Down to the final line, print the records again exactly.
::::::
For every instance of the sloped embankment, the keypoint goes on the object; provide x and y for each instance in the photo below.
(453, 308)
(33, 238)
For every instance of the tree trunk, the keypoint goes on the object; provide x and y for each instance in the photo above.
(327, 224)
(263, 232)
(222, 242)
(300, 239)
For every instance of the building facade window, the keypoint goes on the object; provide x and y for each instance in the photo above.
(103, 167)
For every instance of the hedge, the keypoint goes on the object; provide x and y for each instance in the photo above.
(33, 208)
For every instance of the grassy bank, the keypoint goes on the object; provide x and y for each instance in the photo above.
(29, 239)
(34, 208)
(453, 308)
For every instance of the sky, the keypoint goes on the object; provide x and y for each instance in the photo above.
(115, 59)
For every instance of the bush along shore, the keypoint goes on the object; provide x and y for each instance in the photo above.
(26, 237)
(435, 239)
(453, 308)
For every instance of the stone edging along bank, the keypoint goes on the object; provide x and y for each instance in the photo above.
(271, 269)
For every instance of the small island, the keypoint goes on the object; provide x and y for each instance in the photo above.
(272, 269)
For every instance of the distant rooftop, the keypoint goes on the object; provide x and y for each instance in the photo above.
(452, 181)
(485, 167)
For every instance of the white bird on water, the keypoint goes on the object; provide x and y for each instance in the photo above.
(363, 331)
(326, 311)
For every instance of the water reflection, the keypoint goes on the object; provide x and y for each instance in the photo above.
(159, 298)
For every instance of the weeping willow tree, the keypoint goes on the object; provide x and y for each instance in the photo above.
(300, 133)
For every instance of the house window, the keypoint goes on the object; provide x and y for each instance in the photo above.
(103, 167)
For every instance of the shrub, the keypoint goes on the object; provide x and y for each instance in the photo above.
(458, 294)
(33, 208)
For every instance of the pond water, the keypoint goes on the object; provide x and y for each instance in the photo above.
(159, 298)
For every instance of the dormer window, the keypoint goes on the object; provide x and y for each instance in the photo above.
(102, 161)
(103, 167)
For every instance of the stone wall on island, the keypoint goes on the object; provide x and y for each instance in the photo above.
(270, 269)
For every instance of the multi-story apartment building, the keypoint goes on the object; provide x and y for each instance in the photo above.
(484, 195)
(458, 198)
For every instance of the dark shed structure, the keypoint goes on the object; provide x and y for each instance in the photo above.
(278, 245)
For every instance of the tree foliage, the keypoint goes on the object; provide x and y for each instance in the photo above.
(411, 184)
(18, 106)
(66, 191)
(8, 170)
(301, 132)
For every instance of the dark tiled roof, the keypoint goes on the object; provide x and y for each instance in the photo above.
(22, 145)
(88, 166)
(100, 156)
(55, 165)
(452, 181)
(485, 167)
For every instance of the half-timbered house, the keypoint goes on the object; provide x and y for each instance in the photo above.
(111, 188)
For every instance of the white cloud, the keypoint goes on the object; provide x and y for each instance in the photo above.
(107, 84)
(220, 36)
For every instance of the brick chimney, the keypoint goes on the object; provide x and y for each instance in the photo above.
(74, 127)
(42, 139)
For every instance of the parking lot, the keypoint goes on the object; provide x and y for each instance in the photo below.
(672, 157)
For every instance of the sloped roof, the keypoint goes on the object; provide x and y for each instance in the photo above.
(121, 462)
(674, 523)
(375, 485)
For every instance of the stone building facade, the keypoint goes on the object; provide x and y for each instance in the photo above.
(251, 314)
::::::
▶ Your response
For every instance of the sloped embankment, the keypoint goes on the object; provide x and y for each instance in the photo below.
(453, 308)
(33, 238)
For every instance of the tree trunk, the keypoint goes on the object; provide x and y for each instance in the photo above.
(327, 224)
(263, 232)
(222, 242)
(300, 239)
For every instance of the building facade window, the keypoint goes on the object; provide x and y for each instance in the photo above.
(103, 167)
For every instance of the hedge, the keypoint goes on the object; provide x and y for each instance in the photo above.
(33, 208)
For every instance of the grassy bank, the keypoint goes on the object; provide x and y for each instance in the photo above.
(29, 239)
(34, 208)
(453, 308)
For every instance of the sky, the keypoint goes on the object; provide x and y for each instance in the photo above.
(115, 59)
For every instance of the bush along shore, the keypoint goes on the object; provide x and y for each instance in the photo above.
(26, 237)
(435, 239)
(453, 308)
For every instance of the stone edging along bank, the keypoint goes on the object; provide x and y for each instance in the photo above.
(271, 269)
For every instance of the small island, the keypoint goes on the object; provide x and y for each instance in the photo above.
(272, 269)
For every instance of the distant rooftop, the keypoint goes on the object; provide x and y for each instance in the photo above.
(452, 181)
(485, 167)
For every instance of the white bird on water, the keypoint goes on the object; provide x and y for each instance in the photo above.
(363, 331)
(326, 311)
For every instance of the water reflection, the keypoint goes on the object; provide x and y for each instance in the photo above.
(159, 298)
For every instance of the weeping willow tree, the keypoint goes on the object; provide x and y for each instance in the photo above.
(300, 133)
For every instance of the house window, the keypoint goes on the object; provide x and y for each instance in the photo above.
(103, 167)
For every instance of the shrub, the keypoint goes on the object; provide x and y for each instance in the photo above.
(458, 294)
(33, 208)
For every instance of the pond water, the keypoint goes on the object; provide x and y for each instance in the photo above.
(159, 298)
For every instance of the dormer window, the keypoint goes on the object; provide x and y for each instance in the photo above.
(102, 161)
(103, 167)
For every instance of the stone wall on island, the keypoint goes on the object; provide x and y for each instance in the photo above.
(270, 269)
For every instance of the multi-story apartment building, the keypoint goes on the object; provide x and y for each instance in the photo above.
(484, 195)
(458, 198)
For every instance of the dark shed structure, the keypoint goes on the object; provide x and y for each instance in the photo above.
(278, 245)
For every instance of the tree foliage, the keypoint goes on the object; provide x and y for each instance in the photo above.
(411, 184)
(18, 106)
(66, 191)
(8, 170)
(301, 132)
For every instance of the dark tiled roof, the keypoint goes on the object; provide x and y for each instance in the photo above.
(22, 145)
(88, 166)
(100, 156)
(55, 165)
(452, 181)
(485, 167)
For every instance of the half-timbered house, the keypoint goes on the object; provide x and y for each instance in the photo above.
(111, 188)
For every instance of the white cloud, the keypoint goes on the object; provide x and y for each instance in the photo above.
(107, 84)
(220, 36)
For every instance of the brick chimney, the keypoint goes on the object; provide x and y for each instance in the photo above.
(74, 127)
(42, 139)
For every instance of the parking lot, the keypoint goes on the object; provide x and y for each instance in the photo below.
(672, 157)
For every instance of the sloped roof, the keypoint goes on the object; provide x and y for each instance in the photo above.
(121, 462)
(674, 523)
(375, 485)
For every instance of the stone building facade, the keypoint goes on the object; provide x and y for each instance in the photo above.
(251, 314)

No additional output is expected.